→ Source passage
Floating power plant Karpowership in plans to expand access to electricity in West Africa

WEST AFRICA – Karpowership, a unit of Turkey’s Karadeniz Energy and an operator of floating power plants, is in talks to bring power to two West African countries, as onshore plans to expand access to electricity have been hit by coronavirus-related restrictions.

Karpowership, which already supplies eight African countries, is using the high reliability of its mobile units to attract more clients.

Its vessels can hook into an onshore grid quickly, sidestepping the red-tape and construction issues involved with building a traditional power plant. And these ships come with their own fuel — liquefied natural gas and fuel oil.

“We’re hoping to put a ship in both of them before the end of this year,” said Managing Director Zeynep Harezi.

Karpowership executives met the Cameroonian Prime Minister Joseph Dion Ngute on January 25 and discussed a possible deal to supply power with the country’s main port Douala, Yaounde-based Energies Media reported, citing the state broadcaster.

Karpowership, which supplies nearly 1,400MW to countries in sub-Saharan Africa, is seeking to provide an additional 1,000MW to existing and new clients in the region this year, Harezi said.

While the pandemic has increased the appeal of its model, it’s also affected the company’s plans to list shares in London. ‘We’ve put it to the back burner, because we’re focusing on growing the company right now, in a more flexible and agile way,’ she said.

In Lebanon, where Karpowership has two floating vessels responsible for a quarter of the country’s electricity generation capacity, missed payments to the company threatened to deepen a power crisis, Bloomberg reported in July. Harezi confirmed payments were outstanding, declining to comment further.

“The expected start of liquefied natural gas production within a few years offshore Mozambique and Senegal will allow these countries to use domestically produced LNG, further reducing costs,” Stefan Ulrich, an analyst at London-based Energy Aspects said.

“A ship (and its accompanying LNG storage unit) can relocate and start providing power to a new location within a few months,” he said.

Harezi wants her power ships to be seen as more than a quick-fix.

“A land-based power plant needs to be dismantled at the end of its lifetime, which leaves a big environmental problem in the hands of the government. When the economic and physical lifetime of the power ship expires after 25 years we just unplug and then leave,” she said.

The company is seeking to convert more of its fleet to natural gas from heavy fuel, Harezi said. It’s already converted a ship that supplies 470MW to Ghana. It intends to switch to liquefied natural gas in Mozambique this year, and eventually in Senegal too.

→ Task prompt
Answer these questions from the article on Karpowership:
1. How many African countries does Karpowership already supply?
2. After how many years does a power ship's economic and physical lifetime expire?
3. How much power does the ship Karpowership has already converted supply to Ghana?
The records are separate material with no connection to the article on Karpowership.

[Photo-based referring expression data]
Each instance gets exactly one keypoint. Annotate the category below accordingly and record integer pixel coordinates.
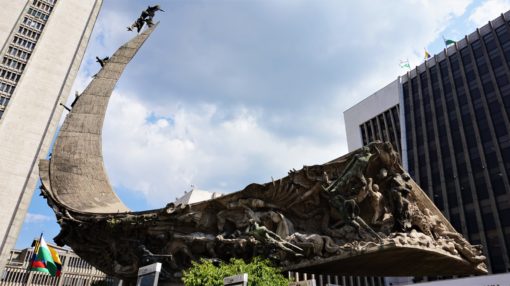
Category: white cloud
(36, 218)
(228, 93)
(488, 10)
(163, 160)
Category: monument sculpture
(360, 214)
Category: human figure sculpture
(262, 234)
(145, 18)
(102, 61)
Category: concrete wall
(9, 14)
(375, 104)
(30, 121)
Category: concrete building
(75, 271)
(42, 43)
(455, 134)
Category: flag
(42, 260)
(448, 42)
(56, 259)
(427, 55)
(405, 64)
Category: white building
(75, 271)
(42, 43)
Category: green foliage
(260, 273)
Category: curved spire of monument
(77, 174)
(360, 214)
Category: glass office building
(454, 112)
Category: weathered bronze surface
(360, 214)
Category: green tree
(260, 273)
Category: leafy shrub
(260, 273)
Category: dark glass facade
(384, 127)
(457, 122)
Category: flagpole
(34, 255)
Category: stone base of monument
(390, 260)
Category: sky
(231, 92)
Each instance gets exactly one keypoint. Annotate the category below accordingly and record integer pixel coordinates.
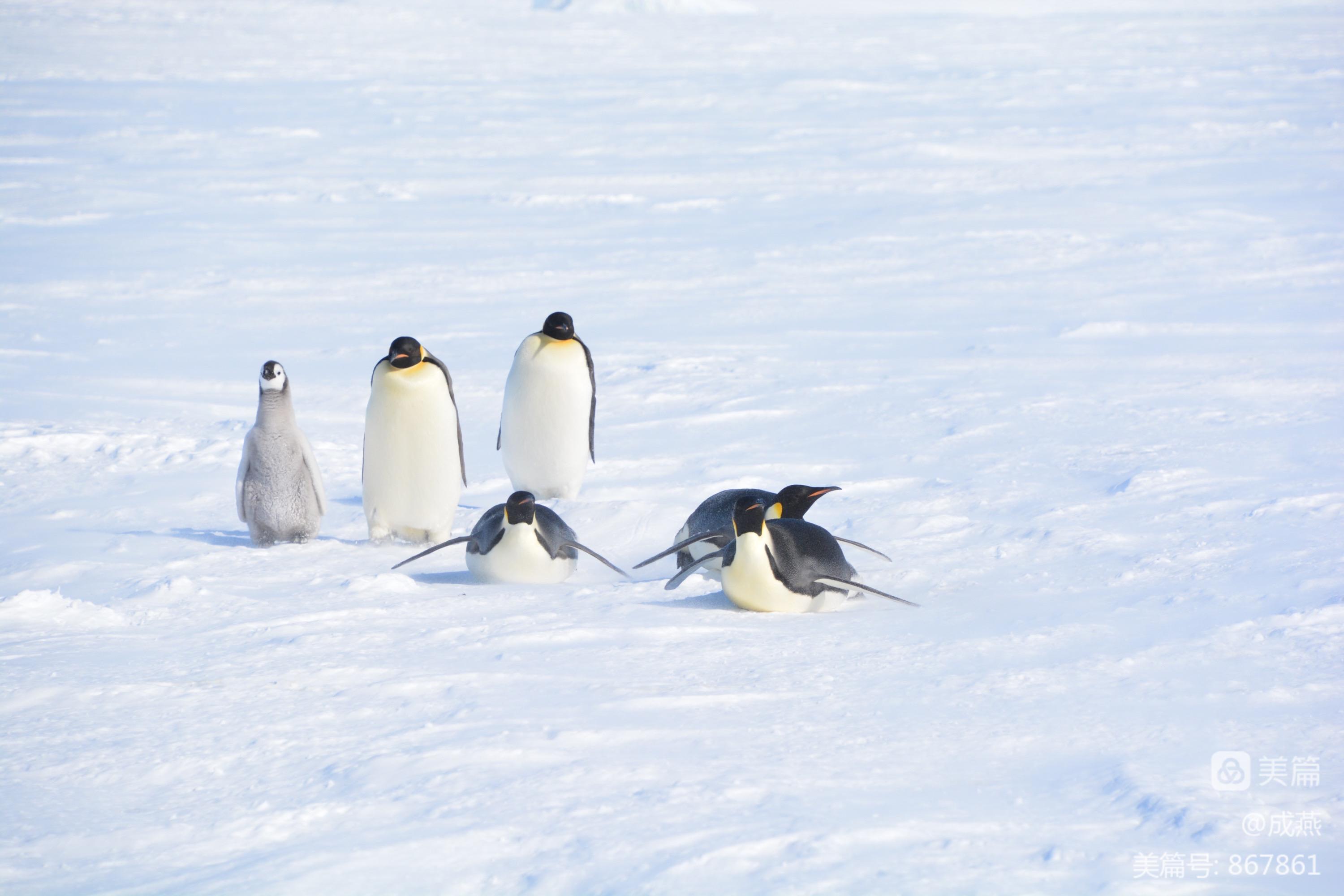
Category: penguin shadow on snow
(456, 577)
(228, 539)
(707, 601)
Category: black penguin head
(558, 326)
(405, 353)
(795, 501)
(521, 508)
(273, 378)
(748, 516)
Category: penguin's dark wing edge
(461, 457)
(588, 355)
(365, 444)
(858, 586)
(719, 539)
(445, 544)
(695, 564)
(859, 544)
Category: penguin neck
(753, 543)
(275, 409)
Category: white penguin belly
(519, 558)
(711, 569)
(545, 424)
(413, 476)
(750, 583)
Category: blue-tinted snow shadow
(456, 577)
(228, 539)
(711, 601)
(357, 500)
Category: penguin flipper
(592, 554)
(441, 366)
(855, 586)
(695, 564)
(719, 539)
(315, 476)
(443, 544)
(244, 465)
(859, 544)
(588, 357)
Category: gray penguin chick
(280, 489)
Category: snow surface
(1057, 300)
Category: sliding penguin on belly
(413, 447)
(783, 566)
(521, 542)
(550, 409)
(710, 526)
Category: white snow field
(1058, 300)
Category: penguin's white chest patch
(413, 476)
(545, 424)
(752, 585)
(519, 558)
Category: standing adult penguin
(783, 566)
(550, 412)
(521, 542)
(710, 526)
(413, 447)
(280, 488)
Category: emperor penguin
(783, 566)
(280, 488)
(413, 447)
(550, 412)
(710, 526)
(521, 542)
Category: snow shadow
(456, 577)
(711, 601)
(228, 539)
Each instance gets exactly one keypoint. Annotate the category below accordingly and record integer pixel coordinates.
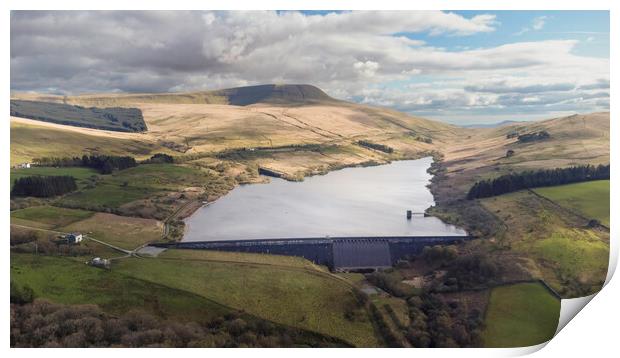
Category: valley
(222, 139)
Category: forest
(380, 147)
(105, 164)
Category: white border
(594, 330)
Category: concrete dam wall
(344, 253)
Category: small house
(99, 262)
(74, 238)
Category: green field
(33, 141)
(114, 119)
(48, 217)
(80, 174)
(577, 255)
(122, 231)
(591, 199)
(136, 183)
(294, 296)
(69, 281)
(520, 315)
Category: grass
(80, 174)
(401, 310)
(568, 256)
(34, 141)
(520, 315)
(67, 281)
(577, 255)
(106, 195)
(115, 119)
(591, 199)
(122, 231)
(292, 296)
(48, 217)
(132, 184)
(241, 257)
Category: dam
(339, 254)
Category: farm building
(99, 262)
(74, 238)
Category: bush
(539, 178)
(40, 323)
(21, 294)
(380, 147)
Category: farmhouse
(74, 238)
(99, 262)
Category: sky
(462, 67)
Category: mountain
(491, 125)
(285, 94)
(295, 129)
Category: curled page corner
(570, 307)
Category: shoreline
(434, 157)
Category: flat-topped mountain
(280, 94)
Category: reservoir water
(369, 201)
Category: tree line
(43, 186)
(376, 146)
(45, 324)
(537, 178)
(105, 164)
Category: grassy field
(48, 217)
(293, 296)
(115, 119)
(122, 231)
(242, 257)
(65, 280)
(591, 199)
(30, 141)
(137, 183)
(568, 256)
(520, 315)
(80, 174)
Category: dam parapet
(339, 253)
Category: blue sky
(462, 67)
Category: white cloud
(536, 24)
(351, 55)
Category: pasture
(590, 199)
(293, 296)
(48, 217)
(122, 231)
(80, 174)
(520, 315)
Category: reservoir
(351, 202)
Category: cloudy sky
(459, 66)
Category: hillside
(264, 119)
(533, 234)
(111, 118)
(238, 96)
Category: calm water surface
(369, 201)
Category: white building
(74, 238)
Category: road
(128, 253)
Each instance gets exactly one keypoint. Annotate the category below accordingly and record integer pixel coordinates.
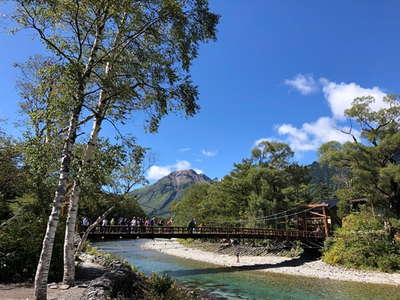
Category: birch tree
(119, 57)
(145, 68)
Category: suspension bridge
(309, 224)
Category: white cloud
(341, 95)
(209, 153)
(305, 84)
(311, 135)
(158, 172)
(181, 165)
(198, 171)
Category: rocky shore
(299, 266)
(102, 277)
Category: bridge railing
(211, 231)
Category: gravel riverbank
(276, 264)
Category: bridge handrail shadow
(178, 231)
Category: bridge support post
(326, 225)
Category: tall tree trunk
(43, 267)
(48, 242)
(69, 250)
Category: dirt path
(86, 272)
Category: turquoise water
(234, 283)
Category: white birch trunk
(69, 250)
(43, 267)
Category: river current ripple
(230, 283)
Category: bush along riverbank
(124, 281)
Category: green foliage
(262, 185)
(368, 165)
(20, 247)
(362, 242)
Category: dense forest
(365, 171)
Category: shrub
(20, 247)
(363, 243)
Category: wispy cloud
(305, 84)
(339, 96)
(209, 153)
(157, 172)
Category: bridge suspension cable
(269, 217)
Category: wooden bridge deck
(151, 232)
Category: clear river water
(228, 283)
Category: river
(227, 283)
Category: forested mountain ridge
(156, 199)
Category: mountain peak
(157, 198)
(183, 172)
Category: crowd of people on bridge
(138, 222)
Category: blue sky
(280, 70)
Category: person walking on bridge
(191, 225)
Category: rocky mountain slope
(156, 199)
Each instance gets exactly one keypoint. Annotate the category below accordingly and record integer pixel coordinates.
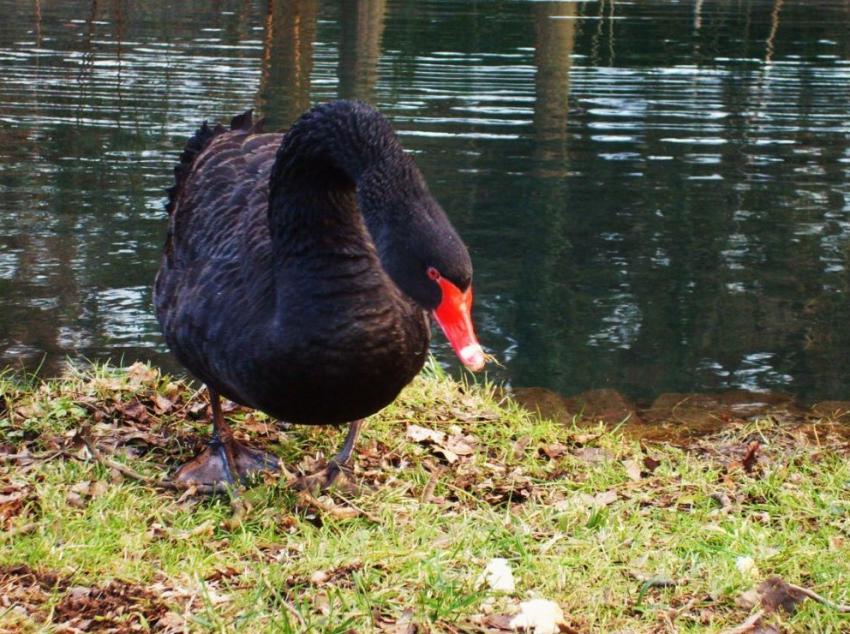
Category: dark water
(656, 194)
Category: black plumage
(295, 273)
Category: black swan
(297, 275)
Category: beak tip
(472, 356)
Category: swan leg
(325, 478)
(225, 460)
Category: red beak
(454, 314)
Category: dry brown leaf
(461, 444)
(420, 434)
(140, 374)
(134, 410)
(632, 470)
(776, 593)
(161, 404)
(554, 450)
(650, 463)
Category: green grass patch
(623, 536)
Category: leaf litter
(143, 424)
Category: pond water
(656, 195)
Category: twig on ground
(428, 491)
(372, 518)
(840, 607)
(189, 489)
(747, 626)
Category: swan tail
(199, 142)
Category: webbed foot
(226, 462)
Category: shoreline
(710, 533)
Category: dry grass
(624, 537)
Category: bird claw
(321, 481)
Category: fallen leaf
(650, 463)
(748, 600)
(420, 434)
(498, 576)
(461, 444)
(162, 405)
(539, 616)
(553, 451)
(777, 593)
(632, 470)
(141, 374)
(135, 410)
(751, 457)
(747, 566)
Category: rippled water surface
(656, 194)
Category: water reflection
(655, 194)
(361, 28)
(290, 30)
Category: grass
(624, 536)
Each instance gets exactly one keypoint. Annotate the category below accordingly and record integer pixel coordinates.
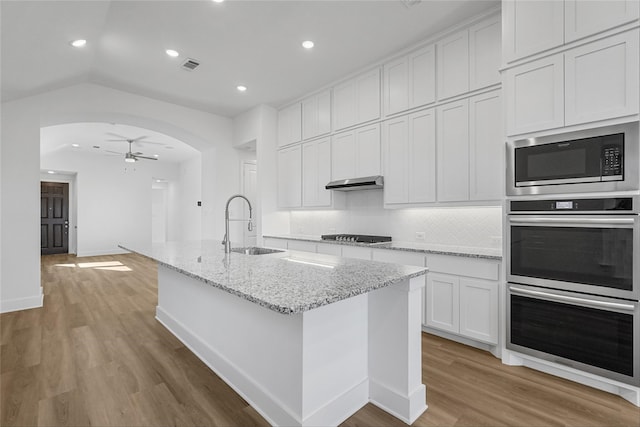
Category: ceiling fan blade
(124, 138)
(149, 142)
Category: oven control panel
(610, 204)
(612, 160)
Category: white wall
(20, 174)
(113, 199)
(478, 227)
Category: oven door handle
(575, 300)
(586, 221)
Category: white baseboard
(397, 403)
(18, 304)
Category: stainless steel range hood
(365, 183)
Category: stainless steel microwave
(592, 160)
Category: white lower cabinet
(462, 297)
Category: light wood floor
(95, 355)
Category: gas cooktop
(357, 238)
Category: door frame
(67, 178)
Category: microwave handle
(588, 221)
(573, 300)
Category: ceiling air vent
(190, 64)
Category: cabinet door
(453, 65)
(531, 27)
(316, 173)
(453, 152)
(289, 177)
(396, 158)
(290, 125)
(343, 155)
(422, 157)
(486, 147)
(602, 79)
(368, 96)
(584, 18)
(422, 76)
(485, 53)
(344, 105)
(479, 310)
(316, 115)
(367, 151)
(442, 302)
(396, 86)
(535, 96)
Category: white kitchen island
(306, 339)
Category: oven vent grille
(190, 64)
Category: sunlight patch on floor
(103, 265)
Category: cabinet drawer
(464, 266)
(398, 257)
(296, 245)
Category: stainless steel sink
(254, 250)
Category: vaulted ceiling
(252, 43)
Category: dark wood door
(54, 218)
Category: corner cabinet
(453, 151)
(303, 172)
(289, 173)
(290, 125)
(409, 152)
(410, 81)
(356, 153)
(462, 297)
(316, 173)
(316, 115)
(357, 100)
(531, 27)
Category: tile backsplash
(364, 214)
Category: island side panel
(258, 352)
(335, 361)
(395, 349)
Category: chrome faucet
(226, 242)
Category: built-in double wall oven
(573, 262)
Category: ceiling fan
(130, 156)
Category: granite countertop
(288, 282)
(464, 251)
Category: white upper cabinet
(584, 18)
(356, 153)
(290, 125)
(453, 65)
(357, 101)
(316, 173)
(602, 79)
(289, 174)
(485, 53)
(531, 26)
(486, 147)
(535, 95)
(409, 82)
(409, 145)
(453, 151)
(316, 115)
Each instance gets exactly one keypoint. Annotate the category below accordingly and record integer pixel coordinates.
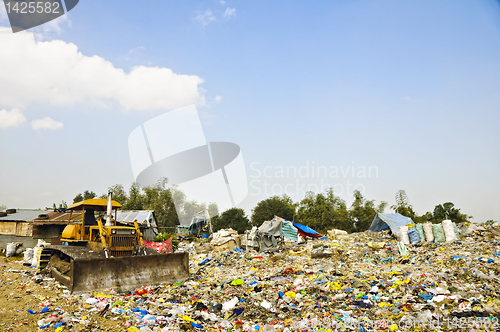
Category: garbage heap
(357, 282)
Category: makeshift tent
(288, 230)
(269, 234)
(389, 220)
(307, 231)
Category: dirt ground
(22, 289)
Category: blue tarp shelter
(389, 220)
(306, 231)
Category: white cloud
(3, 15)
(46, 123)
(43, 31)
(11, 119)
(206, 18)
(136, 49)
(55, 72)
(230, 12)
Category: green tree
(135, 199)
(362, 212)
(281, 206)
(119, 194)
(233, 218)
(447, 211)
(323, 212)
(403, 205)
(89, 195)
(213, 209)
(159, 199)
(78, 198)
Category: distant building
(27, 226)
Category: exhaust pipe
(110, 210)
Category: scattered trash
(361, 281)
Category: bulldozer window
(89, 218)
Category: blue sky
(408, 87)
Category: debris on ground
(358, 282)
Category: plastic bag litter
(438, 232)
(403, 234)
(28, 255)
(37, 251)
(402, 249)
(420, 230)
(11, 250)
(413, 235)
(429, 235)
(457, 232)
(449, 232)
(376, 245)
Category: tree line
(158, 198)
(325, 211)
(320, 211)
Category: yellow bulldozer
(96, 253)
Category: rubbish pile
(358, 282)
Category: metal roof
(23, 215)
(140, 216)
(98, 204)
(32, 215)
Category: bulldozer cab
(200, 224)
(96, 253)
(101, 233)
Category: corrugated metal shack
(27, 226)
(18, 227)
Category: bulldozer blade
(128, 273)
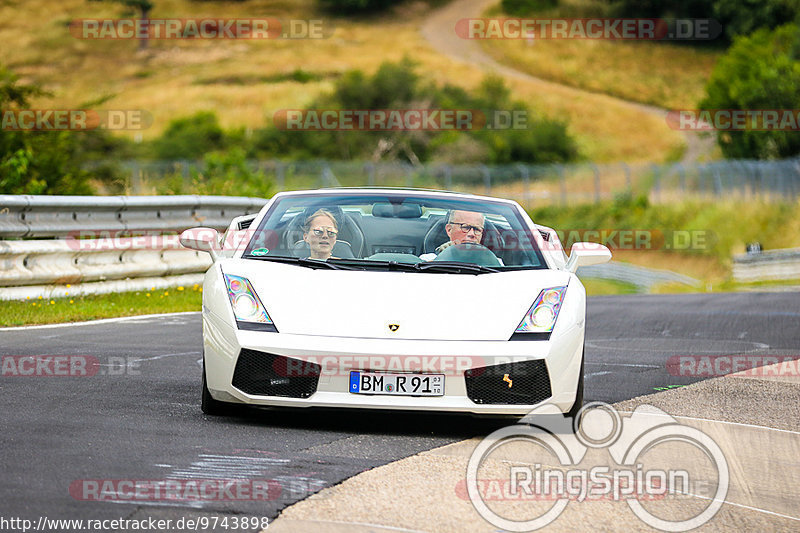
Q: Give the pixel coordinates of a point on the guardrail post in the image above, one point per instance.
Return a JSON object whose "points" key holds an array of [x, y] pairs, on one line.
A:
{"points": [[596, 171]]}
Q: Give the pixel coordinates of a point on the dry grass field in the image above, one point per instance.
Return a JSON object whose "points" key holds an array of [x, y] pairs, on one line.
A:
{"points": [[246, 81]]}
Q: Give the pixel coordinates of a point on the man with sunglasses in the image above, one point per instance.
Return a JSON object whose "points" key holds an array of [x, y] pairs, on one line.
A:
{"points": [[320, 231], [461, 227]]}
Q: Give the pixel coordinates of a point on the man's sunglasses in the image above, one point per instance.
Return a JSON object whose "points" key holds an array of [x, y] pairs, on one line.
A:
{"points": [[467, 227], [321, 232]]}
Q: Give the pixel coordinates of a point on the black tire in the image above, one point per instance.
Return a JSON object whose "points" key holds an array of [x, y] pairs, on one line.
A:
{"points": [[573, 412], [209, 405]]}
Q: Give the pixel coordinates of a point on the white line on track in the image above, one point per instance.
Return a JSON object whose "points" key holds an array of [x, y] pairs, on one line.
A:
{"points": [[100, 321]]}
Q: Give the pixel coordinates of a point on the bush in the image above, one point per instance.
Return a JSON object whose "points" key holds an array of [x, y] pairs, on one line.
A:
{"points": [[520, 8], [737, 17], [758, 72], [43, 162], [190, 137], [224, 173]]}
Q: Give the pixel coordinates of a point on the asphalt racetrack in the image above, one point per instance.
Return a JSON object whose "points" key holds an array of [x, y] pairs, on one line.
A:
{"points": [[139, 417]]}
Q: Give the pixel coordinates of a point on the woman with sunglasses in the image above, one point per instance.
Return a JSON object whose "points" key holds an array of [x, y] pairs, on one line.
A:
{"points": [[320, 231]]}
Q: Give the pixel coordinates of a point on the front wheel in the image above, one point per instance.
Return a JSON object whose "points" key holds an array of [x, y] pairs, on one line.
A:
{"points": [[576, 407], [209, 405]]}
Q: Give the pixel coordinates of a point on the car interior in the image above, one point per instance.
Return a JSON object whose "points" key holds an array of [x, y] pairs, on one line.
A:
{"points": [[401, 232]]}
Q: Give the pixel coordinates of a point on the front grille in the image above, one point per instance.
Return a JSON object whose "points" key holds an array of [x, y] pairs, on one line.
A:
{"points": [[530, 383], [266, 374]]}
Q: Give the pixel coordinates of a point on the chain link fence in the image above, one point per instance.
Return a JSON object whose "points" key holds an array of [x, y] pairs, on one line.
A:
{"points": [[531, 185]]}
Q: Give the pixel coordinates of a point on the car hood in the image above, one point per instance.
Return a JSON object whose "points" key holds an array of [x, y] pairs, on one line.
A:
{"points": [[369, 304]]}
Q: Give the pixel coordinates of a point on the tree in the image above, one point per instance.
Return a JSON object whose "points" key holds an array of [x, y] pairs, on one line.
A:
{"points": [[761, 71], [144, 7]]}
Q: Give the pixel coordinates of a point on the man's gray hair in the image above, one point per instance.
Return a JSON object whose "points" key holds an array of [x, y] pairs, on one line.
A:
{"points": [[452, 212]]}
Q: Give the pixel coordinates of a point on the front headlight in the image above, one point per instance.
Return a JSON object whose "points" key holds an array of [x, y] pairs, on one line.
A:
{"points": [[541, 317], [247, 308]]}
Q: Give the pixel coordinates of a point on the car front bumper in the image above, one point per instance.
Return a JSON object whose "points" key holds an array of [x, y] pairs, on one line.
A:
{"points": [[223, 343]]}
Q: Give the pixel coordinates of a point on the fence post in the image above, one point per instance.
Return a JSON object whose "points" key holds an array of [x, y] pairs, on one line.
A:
{"points": [[280, 175], [656, 181], [628, 182], [370, 169], [185, 173], [136, 178], [717, 182]]}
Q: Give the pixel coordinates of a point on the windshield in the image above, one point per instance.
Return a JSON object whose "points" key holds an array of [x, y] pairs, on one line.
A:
{"points": [[389, 231]]}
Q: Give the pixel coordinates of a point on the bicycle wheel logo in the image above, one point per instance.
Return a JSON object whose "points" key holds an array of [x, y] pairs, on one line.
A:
{"points": [[632, 442]]}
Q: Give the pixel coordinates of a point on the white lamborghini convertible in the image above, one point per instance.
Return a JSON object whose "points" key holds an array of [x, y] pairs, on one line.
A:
{"points": [[392, 299]]}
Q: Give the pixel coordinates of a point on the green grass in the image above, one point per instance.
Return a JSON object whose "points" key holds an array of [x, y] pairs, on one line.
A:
{"points": [[81, 308], [604, 287]]}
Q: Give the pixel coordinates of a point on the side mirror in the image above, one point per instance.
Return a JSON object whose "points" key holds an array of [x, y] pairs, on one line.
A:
{"points": [[586, 254], [202, 239]]}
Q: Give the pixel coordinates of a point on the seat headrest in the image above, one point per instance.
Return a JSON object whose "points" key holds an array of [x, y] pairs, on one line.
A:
{"points": [[387, 210]]}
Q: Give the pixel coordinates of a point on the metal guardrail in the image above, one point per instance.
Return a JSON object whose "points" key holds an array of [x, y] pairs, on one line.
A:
{"points": [[111, 262], [530, 184], [767, 265], [643, 278], [60, 216]]}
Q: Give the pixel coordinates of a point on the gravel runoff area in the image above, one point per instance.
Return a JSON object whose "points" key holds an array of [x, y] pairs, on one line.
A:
{"points": [[754, 417]]}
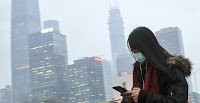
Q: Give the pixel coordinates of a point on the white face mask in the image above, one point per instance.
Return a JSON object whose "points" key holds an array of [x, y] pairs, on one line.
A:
{"points": [[139, 57]]}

→ Result of this exercise
1. Eight
2. 25 years
3. 470MW